- [Dataset items]
# # #

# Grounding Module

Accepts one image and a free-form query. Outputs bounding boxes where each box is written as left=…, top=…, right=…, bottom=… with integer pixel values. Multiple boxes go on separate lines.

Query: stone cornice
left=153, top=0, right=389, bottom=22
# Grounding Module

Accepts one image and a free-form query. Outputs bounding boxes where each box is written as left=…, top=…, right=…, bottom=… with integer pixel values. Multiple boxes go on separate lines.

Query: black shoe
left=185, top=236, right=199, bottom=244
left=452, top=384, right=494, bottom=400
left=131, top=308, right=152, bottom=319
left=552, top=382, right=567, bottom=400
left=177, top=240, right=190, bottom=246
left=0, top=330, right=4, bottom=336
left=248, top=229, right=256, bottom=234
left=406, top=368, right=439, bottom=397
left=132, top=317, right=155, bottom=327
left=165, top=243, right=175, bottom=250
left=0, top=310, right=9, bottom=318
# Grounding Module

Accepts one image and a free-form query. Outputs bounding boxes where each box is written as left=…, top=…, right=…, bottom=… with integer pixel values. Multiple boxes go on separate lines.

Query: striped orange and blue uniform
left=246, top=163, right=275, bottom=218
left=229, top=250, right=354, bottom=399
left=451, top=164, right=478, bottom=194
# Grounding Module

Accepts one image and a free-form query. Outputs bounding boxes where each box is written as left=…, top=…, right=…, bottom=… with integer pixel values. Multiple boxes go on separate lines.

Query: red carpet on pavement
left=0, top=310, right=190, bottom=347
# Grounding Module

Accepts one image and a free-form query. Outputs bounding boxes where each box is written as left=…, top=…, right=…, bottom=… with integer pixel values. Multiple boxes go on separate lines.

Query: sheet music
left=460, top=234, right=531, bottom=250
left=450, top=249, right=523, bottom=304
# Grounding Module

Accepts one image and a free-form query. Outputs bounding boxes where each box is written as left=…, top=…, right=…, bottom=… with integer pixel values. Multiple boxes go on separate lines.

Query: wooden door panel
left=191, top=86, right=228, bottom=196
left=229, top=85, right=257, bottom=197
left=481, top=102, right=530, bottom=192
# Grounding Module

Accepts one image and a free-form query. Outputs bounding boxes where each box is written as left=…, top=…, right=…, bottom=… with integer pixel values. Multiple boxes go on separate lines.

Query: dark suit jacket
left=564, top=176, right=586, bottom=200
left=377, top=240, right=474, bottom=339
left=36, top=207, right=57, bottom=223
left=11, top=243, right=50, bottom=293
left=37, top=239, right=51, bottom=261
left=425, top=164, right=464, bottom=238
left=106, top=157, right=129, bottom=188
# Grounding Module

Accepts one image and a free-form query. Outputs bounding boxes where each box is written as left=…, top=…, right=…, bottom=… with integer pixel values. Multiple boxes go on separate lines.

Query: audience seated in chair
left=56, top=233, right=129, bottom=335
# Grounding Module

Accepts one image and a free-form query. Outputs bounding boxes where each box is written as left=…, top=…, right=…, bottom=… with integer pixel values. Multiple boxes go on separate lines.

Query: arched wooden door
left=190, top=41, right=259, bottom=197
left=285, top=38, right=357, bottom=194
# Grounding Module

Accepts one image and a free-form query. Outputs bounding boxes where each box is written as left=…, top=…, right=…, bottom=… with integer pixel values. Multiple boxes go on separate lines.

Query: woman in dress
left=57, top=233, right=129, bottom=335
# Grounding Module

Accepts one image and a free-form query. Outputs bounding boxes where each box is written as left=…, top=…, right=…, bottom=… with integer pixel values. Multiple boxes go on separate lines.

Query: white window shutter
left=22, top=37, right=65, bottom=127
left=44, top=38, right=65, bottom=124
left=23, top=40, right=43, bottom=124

# # #

- [WHAT THE EXERCISE ASKS] I'd like every record written out exactly as given.

- [RESULT BELOW]
# Grounding Module

Accepts one image and a free-form query. Outputs bounding boxes where each box is written as left=…, top=…, right=…, bottom=… with integer pixel values. Multiple boxes go on separate lines.

Query: stone cornice
left=153, top=0, right=389, bottom=22
# Grounding Module

Accepts one image and a free-form query. Outputs bounding boxes where each box is written as left=…, top=…, right=…, bottom=… with integer pixel values. Multiple boxes go on separate lines.

Query: black shoe
left=185, top=236, right=199, bottom=244
left=452, top=384, right=494, bottom=400
left=131, top=308, right=152, bottom=319
left=552, top=382, right=567, bottom=400
left=177, top=240, right=190, bottom=246
left=0, top=330, right=4, bottom=336
left=248, top=229, right=256, bottom=234
left=406, top=368, right=439, bottom=397
left=132, top=317, right=155, bottom=327
left=165, top=243, right=175, bottom=250
left=0, top=310, right=9, bottom=318
# Grounding Module

Accepts one image and a free-form query. Outputs bounding boxes where each box is written as left=…, top=…, right=…, bottom=… with integer pixel values. Multiple boxes go on separate lines.

Query: striped orange and blue uniform
left=246, top=163, right=275, bottom=218
left=229, top=250, right=354, bottom=399
left=451, top=164, right=478, bottom=194
# Grounding Module

Accepts one image and a free-form query. Outputs bounding boxes where each box is written as left=…, top=…, right=…, bottom=… with integer pixel values. Multiple boxes go on separate lines.

Query: red carpet on pavement
left=0, top=310, right=190, bottom=347
# Grounding Module

Accepts one image and a free-form query. Outputs bounding boxes where each box is written as left=…, top=…, right=…, bottom=… with integer pixel values. Multiple boxes go on separate lines.

Query: sheet music
left=460, top=234, right=531, bottom=250
left=450, top=249, right=523, bottom=304
# Grounding Module

Accepts one image and a free-form query. Outputs bounding boxes where each box is written as left=…, top=…, right=…, bottom=… with integer pixel values. Multiple boxes go on separate lines.

Query: wooden door panel
left=191, top=86, right=228, bottom=196
left=229, top=85, right=257, bottom=197
left=481, top=102, right=530, bottom=192
# Grounding Module

Accepts one image and a free-form query. Outputs bounding boxes where each box is written as left=…, top=…, right=…, bottom=… with integer pixel values. Multiple boxes go on separate lines.

Query: dark suit jacket
left=564, top=176, right=586, bottom=200
left=377, top=240, right=474, bottom=339
left=36, top=207, right=57, bottom=223
left=11, top=243, right=50, bottom=293
left=37, top=239, right=51, bottom=261
left=425, top=164, right=464, bottom=238
left=106, top=157, right=129, bottom=188
# Grounding Module

Accepts one image and a free-form query. Outputs bounding boxes where each box is written as left=…, top=…, right=…, bottom=… with integer pixel values. Multiple boxes go on separate lines.

Query: audience seated in chair
left=56, top=233, right=129, bottom=335
# Grounding Module

Accepts one image and a free-form query. Outputs bounding boxes where each box is written as left=…, top=…, right=…, bottom=… with integer pixel values. Multiple boxes go on separate lines.

Query: arched wooden door
left=190, top=41, right=259, bottom=197
left=285, top=38, right=357, bottom=194
# Grounding Module

Accepts one image and a free-form query. Outputs bounding boxes where each box is written as left=…, top=…, right=…, bottom=… with integer pixel values. Multiple boxes go on separate lines.

Query: woman in dress
left=57, top=233, right=129, bottom=335
# Grounding Module

Accepts one image and a free-form query. Outputs bounding boxes where each box is written as left=…, top=…, right=…, bottom=… with integer pixel values. Multiple boxes go on separate lines.

Query: white window shutter
left=22, top=37, right=65, bottom=127
left=44, top=38, right=65, bottom=124
left=23, top=40, right=43, bottom=124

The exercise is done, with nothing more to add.